# ACTIVITY
Please return each of the entries that follow, unchanged in every word.

(Beginning of SUPPLIED MATERIAL)

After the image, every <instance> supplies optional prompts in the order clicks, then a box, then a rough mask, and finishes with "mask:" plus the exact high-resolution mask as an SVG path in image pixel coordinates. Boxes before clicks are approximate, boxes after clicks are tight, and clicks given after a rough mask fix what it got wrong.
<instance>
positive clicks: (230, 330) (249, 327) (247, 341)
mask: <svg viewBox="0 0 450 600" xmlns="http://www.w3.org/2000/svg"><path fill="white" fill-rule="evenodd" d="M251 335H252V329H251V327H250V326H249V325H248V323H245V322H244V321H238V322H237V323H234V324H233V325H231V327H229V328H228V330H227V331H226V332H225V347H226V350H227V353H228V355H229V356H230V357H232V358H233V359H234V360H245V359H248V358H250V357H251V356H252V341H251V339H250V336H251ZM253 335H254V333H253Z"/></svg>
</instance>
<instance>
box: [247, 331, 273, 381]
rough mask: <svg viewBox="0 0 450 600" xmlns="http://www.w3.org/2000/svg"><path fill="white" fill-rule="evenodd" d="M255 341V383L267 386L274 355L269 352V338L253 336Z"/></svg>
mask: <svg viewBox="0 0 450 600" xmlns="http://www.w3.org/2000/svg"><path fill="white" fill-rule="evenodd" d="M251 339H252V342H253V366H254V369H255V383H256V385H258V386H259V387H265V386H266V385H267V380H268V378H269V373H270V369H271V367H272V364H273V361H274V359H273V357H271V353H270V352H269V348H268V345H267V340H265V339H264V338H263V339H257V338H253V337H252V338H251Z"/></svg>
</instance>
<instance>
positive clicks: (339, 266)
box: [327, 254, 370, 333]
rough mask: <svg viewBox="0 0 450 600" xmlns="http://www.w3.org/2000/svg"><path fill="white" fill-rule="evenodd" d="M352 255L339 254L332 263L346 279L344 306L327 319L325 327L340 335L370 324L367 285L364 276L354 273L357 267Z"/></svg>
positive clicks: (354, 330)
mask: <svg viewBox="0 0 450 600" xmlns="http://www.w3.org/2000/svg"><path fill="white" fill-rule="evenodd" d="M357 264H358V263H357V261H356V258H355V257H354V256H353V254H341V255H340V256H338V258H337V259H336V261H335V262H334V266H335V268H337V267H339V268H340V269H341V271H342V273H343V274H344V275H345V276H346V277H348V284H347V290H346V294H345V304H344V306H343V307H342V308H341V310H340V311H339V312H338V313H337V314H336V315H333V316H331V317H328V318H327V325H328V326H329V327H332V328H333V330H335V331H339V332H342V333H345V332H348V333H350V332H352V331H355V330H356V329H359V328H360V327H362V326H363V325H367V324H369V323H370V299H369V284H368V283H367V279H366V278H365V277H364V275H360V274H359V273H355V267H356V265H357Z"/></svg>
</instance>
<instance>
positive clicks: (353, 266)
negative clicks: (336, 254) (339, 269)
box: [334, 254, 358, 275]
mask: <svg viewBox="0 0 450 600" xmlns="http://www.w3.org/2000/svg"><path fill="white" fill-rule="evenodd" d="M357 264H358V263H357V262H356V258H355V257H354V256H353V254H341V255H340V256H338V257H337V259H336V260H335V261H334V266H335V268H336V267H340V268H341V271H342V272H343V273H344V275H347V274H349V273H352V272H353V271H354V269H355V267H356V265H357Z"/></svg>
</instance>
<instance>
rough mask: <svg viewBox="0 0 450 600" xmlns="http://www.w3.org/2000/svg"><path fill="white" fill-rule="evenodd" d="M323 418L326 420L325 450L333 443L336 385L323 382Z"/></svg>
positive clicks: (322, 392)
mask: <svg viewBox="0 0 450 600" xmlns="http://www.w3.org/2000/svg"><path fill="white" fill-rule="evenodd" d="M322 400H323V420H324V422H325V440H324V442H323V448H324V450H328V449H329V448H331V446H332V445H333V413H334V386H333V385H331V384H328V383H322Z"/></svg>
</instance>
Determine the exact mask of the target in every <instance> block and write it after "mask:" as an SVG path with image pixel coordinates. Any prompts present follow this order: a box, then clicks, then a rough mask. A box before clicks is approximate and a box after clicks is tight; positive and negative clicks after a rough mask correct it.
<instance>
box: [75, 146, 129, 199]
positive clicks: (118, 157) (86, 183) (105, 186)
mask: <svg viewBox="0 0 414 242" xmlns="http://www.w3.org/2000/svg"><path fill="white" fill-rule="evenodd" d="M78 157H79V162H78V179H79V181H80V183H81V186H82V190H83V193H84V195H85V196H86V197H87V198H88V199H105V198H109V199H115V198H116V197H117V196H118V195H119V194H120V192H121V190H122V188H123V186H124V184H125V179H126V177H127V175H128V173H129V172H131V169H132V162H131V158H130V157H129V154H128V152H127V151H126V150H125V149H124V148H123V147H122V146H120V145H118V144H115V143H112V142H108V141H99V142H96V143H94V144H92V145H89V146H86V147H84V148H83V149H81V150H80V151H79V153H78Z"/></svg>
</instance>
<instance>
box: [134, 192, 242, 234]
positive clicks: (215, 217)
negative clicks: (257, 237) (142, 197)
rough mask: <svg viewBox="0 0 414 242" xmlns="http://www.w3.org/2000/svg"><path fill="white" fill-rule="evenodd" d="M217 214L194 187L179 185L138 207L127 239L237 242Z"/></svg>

(End of SUPPLIED MATERIAL)

# TASK RESPONSE
After the image, every <instance> supplies optional prompts in the order clicks, then a box, then a rough mask, and finishes with "mask:" plus the exact high-resolution mask as an SVG path in image pixel coordinates. Boxes before clicks are approximate, boxes after clicks are tight, and clicks given after a rough mask fix what it got wrong.
<instance>
positive clicks: (230, 330) (249, 327) (247, 341)
mask: <svg viewBox="0 0 450 600" xmlns="http://www.w3.org/2000/svg"><path fill="white" fill-rule="evenodd" d="M251 335H252V329H251V327H250V326H249V325H248V323H245V322H244V321H238V322H237V323H234V324H233V325H231V327H229V328H228V330H227V331H226V332H225V347H226V350H227V353H228V355H229V356H230V357H232V358H233V359H234V360H245V359H248V358H250V357H251V356H252V341H251V339H250V336H251ZM253 335H254V333H253Z"/></svg>
</instance>
<instance>
box: [247, 331, 273, 381]
rough mask: <svg viewBox="0 0 450 600" xmlns="http://www.w3.org/2000/svg"><path fill="white" fill-rule="evenodd" d="M255 341V383L267 386L274 355L269 352V338L253 336Z"/></svg>
mask: <svg viewBox="0 0 450 600" xmlns="http://www.w3.org/2000/svg"><path fill="white" fill-rule="evenodd" d="M251 339H252V342H253V366H254V369H255V383H256V385H258V386H259V387H265V386H266V385H267V380H268V378H269V373H270V369H271V367H272V364H273V361H274V359H273V357H271V353H270V352H269V348H268V345H267V340H265V339H264V338H263V339H257V338H253V337H252V338H251Z"/></svg>
</instance>
<instance>
positive clicks: (339, 266)
box: [327, 254, 370, 333]
rough mask: <svg viewBox="0 0 450 600" xmlns="http://www.w3.org/2000/svg"><path fill="white" fill-rule="evenodd" d="M352 255L339 254L332 263L346 279L344 306L327 319L325 327L340 335L370 324L367 285L364 276L354 273L357 267Z"/></svg>
positive clicks: (354, 330)
mask: <svg viewBox="0 0 450 600" xmlns="http://www.w3.org/2000/svg"><path fill="white" fill-rule="evenodd" d="M357 264H358V263H357V261H356V258H355V257H354V256H353V254H341V255H340V256H338V258H337V259H336V261H335V262H334V266H335V268H337V267H339V268H340V269H341V271H342V273H343V274H344V275H345V276H346V277H348V284H347V290H346V294H345V304H344V306H343V307H342V308H341V310H340V311H339V312H338V313H337V314H336V315H333V316H331V317H328V318H327V325H328V326H329V327H332V328H333V330H335V331H339V332H342V333H345V332H348V333H350V332H352V331H355V330H356V329H359V328H360V327H362V326H363V325H367V324H369V323H370V299H369V284H368V283H367V279H366V278H365V277H364V275H360V274H359V273H355V267H356V265H357Z"/></svg>
</instance>
<instance>
positive clicks: (353, 266)
negative clicks: (336, 254) (339, 269)
box: [334, 254, 358, 275]
mask: <svg viewBox="0 0 450 600" xmlns="http://www.w3.org/2000/svg"><path fill="white" fill-rule="evenodd" d="M357 264H358V263H357V262H356V258H355V257H354V256H353V254H341V255H340V256H338V257H337V259H336V260H335V261H334V266H335V268H336V267H340V268H341V271H342V272H343V273H344V275H347V274H349V273H352V272H353V271H354V269H355V267H356V265H357Z"/></svg>
</instance>
<instance>
rough mask: <svg viewBox="0 0 450 600" xmlns="http://www.w3.org/2000/svg"><path fill="white" fill-rule="evenodd" d="M323 418L326 420L325 450L333 443L336 385L323 382Z"/></svg>
positive clicks: (322, 392)
mask: <svg viewBox="0 0 450 600" xmlns="http://www.w3.org/2000/svg"><path fill="white" fill-rule="evenodd" d="M322 400H323V420H324V422H325V440H324V442H323V448H324V450H328V449H329V448H331V446H332V445H333V413H334V386H333V385H331V384H328V383H322Z"/></svg>
</instance>
Determine the exact mask of the target in every <instance> block and write it after "mask:" as an SVG path with image pixel coordinates. Any prompts present follow this order: a box, then clicks, then a rough mask. A box before clicks is approximate and a box after clicks is tight; positive and negative clicks after a rough mask correct it.
<instance>
box: [75, 146, 129, 199]
positive clicks: (118, 157) (86, 183) (105, 186)
mask: <svg viewBox="0 0 414 242" xmlns="http://www.w3.org/2000/svg"><path fill="white" fill-rule="evenodd" d="M78 157H79V162H78V179H79V181H80V183H81V186H82V190H83V193H84V195H85V196H86V197H87V198H88V199H105V198H109V199H115V198H116V197H117V196H118V195H119V194H120V192H121V190H122V188H123V186H124V184H125V179H126V177H127V175H128V173H129V172H131V169H132V162H131V158H130V157H129V154H128V152H127V151H126V150H125V149H124V148H123V147H122V146H120V145H118V144H115V143H112V142H108V141H99V142H96V143H94V144H92V145H89V146H86V147H84V148H83V149H81V150H80V151H79V153H78Z"/></svg>
</instance>
<instance>
box: [134, 192, 242, 234]
positive clicks: (215, 217)
negative clicks: (257, 237) (142, 197)
rough mask: <svg viewBox="0 0 414 242" xmlns="http://www.w3.org/2000/svg"><path fill="white" fill-rule="evenodd" d="M217 214L194 187L179 185L138 207L127 239L237 242Z"/></svg>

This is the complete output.